[Labeled-object pointing entries]
* Start *

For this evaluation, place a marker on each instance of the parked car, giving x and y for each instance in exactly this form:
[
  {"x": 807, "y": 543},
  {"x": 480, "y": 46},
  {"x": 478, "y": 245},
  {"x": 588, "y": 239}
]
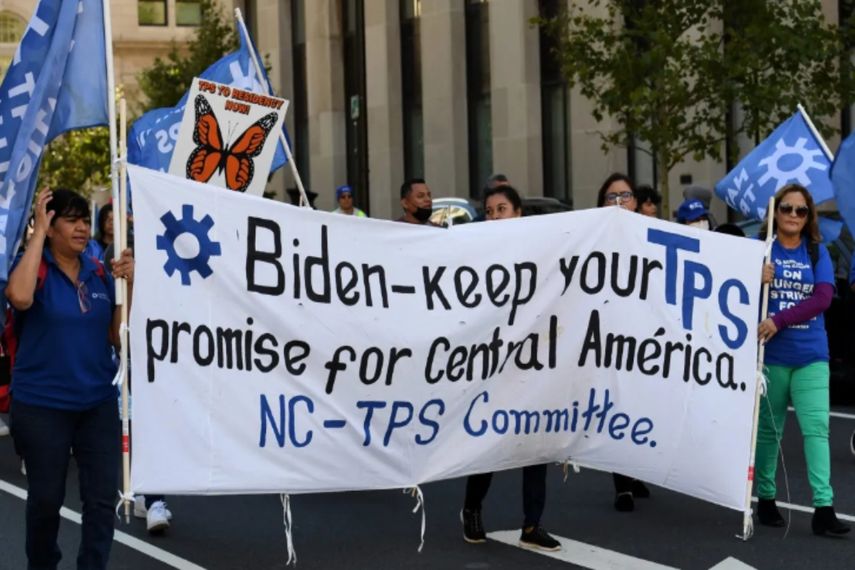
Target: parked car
[{"x": 841, "y": 314}]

* End *

### Task requirements
Could you rewrite the lines of the entries above as a numbered list, skipping any blank lines and omitting the pictures?

### Solution to this problem
1. For this evaluation, place a marker on each instance of the parked car, giving x and y for each instance in exactly this form:
2. [
3.   {"x": 807, "y": 543},
4.   {"x": 480, "y": 46},
5.   {"x": 478, "y": 245},
6.   {"x": 588, "y": 239}
7. ]
8. Target: parked car
9. [{"x": 841, "y": 314}]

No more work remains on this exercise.